Aim:
Turn the lines of all the records below into a numbered list, skipping any blank lines. Leave the pictures out of your answer.

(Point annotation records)
* START *

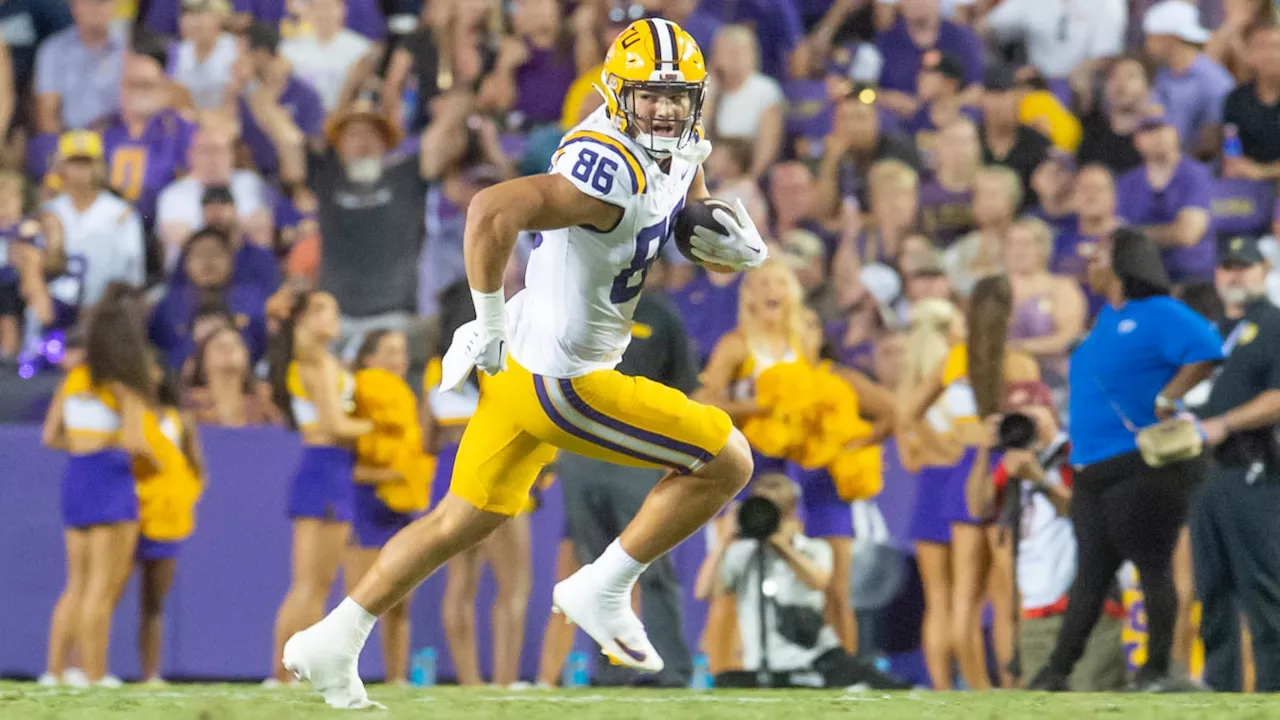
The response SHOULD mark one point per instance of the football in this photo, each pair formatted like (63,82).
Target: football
(699,213)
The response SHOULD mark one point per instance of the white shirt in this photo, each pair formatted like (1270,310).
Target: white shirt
(325,67)
(739,112)
(581,286)
(740,577)
(206,80)
(179,200)
(1061,33)
(104,244)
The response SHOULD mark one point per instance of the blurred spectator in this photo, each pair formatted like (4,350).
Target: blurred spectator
(202,62)
(1052,182)
(855,144)
(919,30)
(1189,85)
(265,83)
(252,265)
(78,69)
(583,98)
(1253,109)
(1005,140)
(1048,309)
(940,85)
(24,24)
(1228,45)
(370,214)
(777,27)
(699,300)
(1059,37)
(895,204)
(330,58)
(1095,203)
(744,103)
(210,159)
(1169,197)
(695,19)
(440,263)
(208,260)
(147,141)
(946,210)
(453,49)
(536,65)
(222,390)
(791,197)
(996,195)
(101,235)
(728,180)
(1109,127)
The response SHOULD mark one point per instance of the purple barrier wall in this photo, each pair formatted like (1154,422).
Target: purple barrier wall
(234,570)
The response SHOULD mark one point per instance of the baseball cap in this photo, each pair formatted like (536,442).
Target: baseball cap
(1240,251)
(80,144)
(216,195)
(999,78)
(945,64)
(1176,18)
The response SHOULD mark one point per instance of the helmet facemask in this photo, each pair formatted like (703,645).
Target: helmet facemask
(659,146)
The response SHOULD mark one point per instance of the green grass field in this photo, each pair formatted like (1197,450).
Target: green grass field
(22,701)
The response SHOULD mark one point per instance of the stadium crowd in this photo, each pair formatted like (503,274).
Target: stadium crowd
(252,167)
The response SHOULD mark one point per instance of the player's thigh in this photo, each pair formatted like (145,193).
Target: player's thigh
(630,420)
(498,461)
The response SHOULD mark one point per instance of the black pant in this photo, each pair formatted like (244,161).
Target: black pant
(1237,552)
(1124,510)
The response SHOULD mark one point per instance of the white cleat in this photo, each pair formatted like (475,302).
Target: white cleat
(312,657)
(608,619)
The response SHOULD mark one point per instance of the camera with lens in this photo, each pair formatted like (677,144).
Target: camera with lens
(1015,432)
(758,518)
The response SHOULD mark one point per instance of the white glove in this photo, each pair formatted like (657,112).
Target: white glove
(472,347)
(741,249)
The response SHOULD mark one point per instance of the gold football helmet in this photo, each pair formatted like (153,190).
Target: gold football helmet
(656,55)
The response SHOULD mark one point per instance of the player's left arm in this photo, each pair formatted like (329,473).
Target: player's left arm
(535,203)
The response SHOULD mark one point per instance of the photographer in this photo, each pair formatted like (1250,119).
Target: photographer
(799,648)
(1032,456)
(1234,543)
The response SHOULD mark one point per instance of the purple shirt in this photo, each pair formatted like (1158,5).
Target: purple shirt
(709,311)
(138,168)
(1141,204)
(945,215)
(903,58)
(302,103)
(777,27)
(362,16)
(1194,99)
(543,82)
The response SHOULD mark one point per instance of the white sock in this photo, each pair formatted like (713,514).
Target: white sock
(353,620)
(618,569)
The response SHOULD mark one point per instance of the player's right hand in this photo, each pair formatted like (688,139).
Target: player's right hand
(472,349)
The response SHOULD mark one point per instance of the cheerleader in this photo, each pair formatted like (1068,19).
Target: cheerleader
(970,381)
(926,447)
(392,477)
(316,396)
(97,418)
(167,504)
(772,328)
(507,550)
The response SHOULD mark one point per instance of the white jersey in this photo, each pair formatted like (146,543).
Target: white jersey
(581,285)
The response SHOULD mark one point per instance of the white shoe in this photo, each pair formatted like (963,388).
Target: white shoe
(608,619)
(74,677)
(319,659)
(109,682)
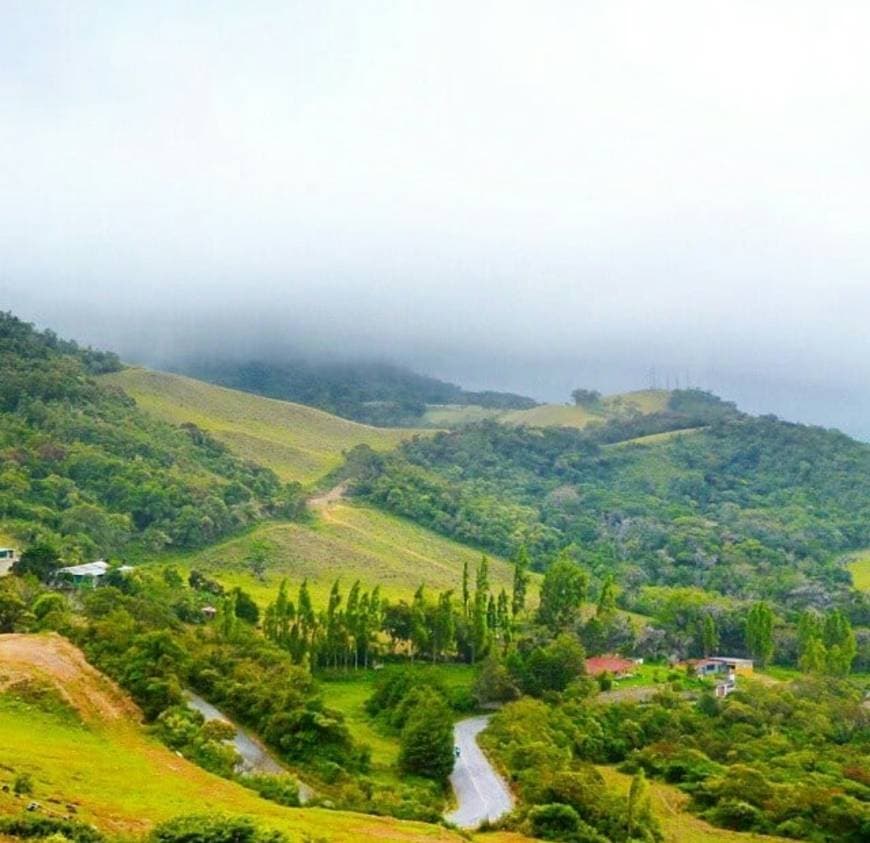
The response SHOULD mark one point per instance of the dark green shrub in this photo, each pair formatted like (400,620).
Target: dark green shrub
(29,826)
(209,828)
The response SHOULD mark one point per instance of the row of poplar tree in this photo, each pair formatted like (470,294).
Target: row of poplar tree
(349,632)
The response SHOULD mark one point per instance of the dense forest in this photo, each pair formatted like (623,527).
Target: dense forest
(371,392)
(740,505)
(83,472)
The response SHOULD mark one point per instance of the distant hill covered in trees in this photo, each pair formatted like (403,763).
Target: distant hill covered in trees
(83,472)
(371,392)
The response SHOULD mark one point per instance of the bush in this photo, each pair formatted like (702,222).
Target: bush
(29,826)
(733,813)
(427,739)
(208,828)
(554,821)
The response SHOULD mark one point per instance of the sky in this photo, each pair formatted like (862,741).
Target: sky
(525,196)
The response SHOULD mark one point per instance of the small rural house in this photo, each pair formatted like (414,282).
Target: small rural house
(87,575)
(615,666)
(727,686)
(81,575)
(718,665)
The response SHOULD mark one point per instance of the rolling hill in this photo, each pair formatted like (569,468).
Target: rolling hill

* END *

Response below:
1. The response SHOULD mark one point per instance of the football in this photo, each pair formatted like (63,82).
2. Target: football
3. (699,213)
4. The response SHOULD mark one point per instance of the white shirt in this photo, each pair formatted like (1270,310).
5. Target: white shirt
6. (325,67)
7. (739,112)
8. (581,286)
9. (740,577)
10. (206,80)
11. (179,200)
12. (1061,33)
13. (104,244)
14. The response SHOULD mark one point per instance of the blurred spectator in this photo, each pair formatted like (4,350).
15. Target: blurred spectator
16. (202,62)
17. (1052,182)
18. (855,144)
19. (919,30)
20. (1189,85)
21. (265,83)
22. (252,265)
23. (78,69)
24. (583,98)
25. (1253,109)
26. (1005,140)
27. (1048,309)
28. (940,85)
29. (24,24)
30. (1228,45)
31. (370,214)
32. (777,27)
33. (699,300)
34. (1059,37)
35. (895,204)
36. (330,58)
37. (1095,203)
38. (744,103)
39. (210,159)
40. (1169,197)
41. (695,19)
42. (440,263)
43. (208,260)
44. (147,141)
45. (946,210)
46. (453,49)
47. (536,65)
48. (222,390)
49. (791,197)
50. (996,195)
51. (101,235)
52. (728,180)
53. (1109,127)
54. The response SHOULD mark one point per instance of the purple barrier wall in this photo, each pair formatted like (1154,422).
55. Target: purple barrier wall
56. (234,570)
57. The response SHOULD mark one point per instance of the baseball cap in this photo, each pair formatted like (536,442).
58. Target: baseball cap
59. (1240,251)
60. (80,144)
61. (216,195)
62. (999,78)
63. (945,64)
64. (1176,18)
65. The response SHOULD mark one point per instance of the helmet facemask in this photo, each pair formatted like (703,645).
66. Target: helmet facemask
67. (659,146)
68. The response SHOULD mark one point per instance of the green grass field in this photo, each pair formatted like (1197,450).
69. Target: green grass field
70. (22,701)
71. The response SHOULD mark one point per instance of the stadium crowd in this photo, each pair formatted like (503,274).
72. Target: stadium crowd
73. (252,167)
74. The response SHOULD mark one point per instance of the player's thigh in this photo, each pair formatted like (145,193).
75. Target: player's thigh
76. (630,420)
77. (498,461)
78. The response SHOULD mark one point per instance of the black pant in this photo, each pair formatted like (244,161).
79. Target: black pant
80. (1237,552)
81. (1124,510)
82. The response SHOULD mark one point per instance of the white cleat in this photo, each pair formatted like (475,302).
83. Target: white cleat
84. (312,657)
85. (608,619)
86. The response SHOULD mark one point per instance of the camera with lens in this photo, each pair formatted like (677,144).
87. Target: camera with lens
88. (1015,432)
89. (758,518)
90. The response SHOULD mark one point per instance of the white glove in this photo, each pair formatted like (657,112).
91. Target: white glove
92. (472,347)
93. (741,249)
94. The response SHOULD mark one point per instance of the gold football helmet in this photo, each pair formatted like (153,190).
95. Target: gold football helmet
96. (656,55)
97. The response SHOULD mark one point per instance of the player's left arm in this photo, each pair formatted like (329,473).
98. Target: player's left arm
99. (535,203)
100. The response SHOULD mark one point per instance of the photographer in this photo, each pair formatted like (1250,119).
101. Target: photographer
102. (799,648)
103. (1032,456)
104. (1234,543)
105. The response SHOULD mark one point per instance of the purple shirt in this photo, each pair formatted like (1158,5).
106. Target: purple shirt
107. (709,311)
108. (138,168)
109. (1141,204)
110. (945,215)
111. (903,58)
112. (302,103)
113. (777,27)
114. (362,16)
115. (1194,99)
116. (543,82)
117. The response SHOULD mark one point per instance of the white sock in this photo, each pair formatted like (713,514).
118. Target: white sock
119. (353,620)
120. (618,569)
121. The response SHOULD mark one point per instance of the player's right hand in this photo, each pair formatted like (688,139).
122. Target: player's right hand
123. (472,349)
124. The response SHOULD mark one point per instance of the cheerleader in this photo, each pair formatted like (1068,19).
125. Target: cheerleader
126. (970,381)
127. (926,447)
128. (392,477)
129. (316,396)
130. (97,418)
131. (167,504)
132. (772,328)
133. (507,550)
134. The response SHOULD mark one point per instance of the white jersey in this photo, each pair formatted like (146,543).
135. Target: white jersey
136. (581,285)
137. The response SHOULD mark one point per instance of the white shoe in this photo, each pair formatted like (963,388).
138. Target: white shoe
139. (608,619)
140. (74,677)
141. (319,659)
142. (109,682)
143. The response SHOULD mark one point per instance of the dark green shrub in this photo, each pair formatted like (400,620).
144. Target: dark green shrub
145. (29,826)
146. (209,828)
147. The response SHOULD mark one point per instance of the row of poplar tree in this photo, each pair formatted like (470,294).
148. Target: row of poplar tree
149. (349,632)
150. The response SHOULD mark one point per instance of the dense forest in this photo, each pair formatted like (623,527).
151. Target: dense forest
152. (371,392)
153. (740,505)
154. (83,472)
155. The response SHOULD mark one point per instance of the distant hill covered in trees in this photo, each pair formatted like (403,763).
156. Target: distant hill covered in trees
157. (83,472)
158. (371,392)
159. The response SHOULD mark one point per instance of the bush in this photo, each pair formatted like (702,222).
160. Target: bush
161. (29,826)
162. (733,813)
163. (427,739)
164. (208,828)
165. (554,821)
166. The response SHOULD mark one point per instance of the sky in this photo, each pair formatted like (862,741).
167. Target: sky
168. (525,196)
169. The response SHOULD mark one point per instance of the small rural house in this photo, each pair formatted like (414,282).
170. Target: small rural house
171. (87,575)
172. (615,666)
173. (727,686)
174. (81,575)
175. (718,665)
176. The response SHOULD mark one point per instance of the rolling hill in this photo, each pair formatted like (569,468).
177. Target: rolling hill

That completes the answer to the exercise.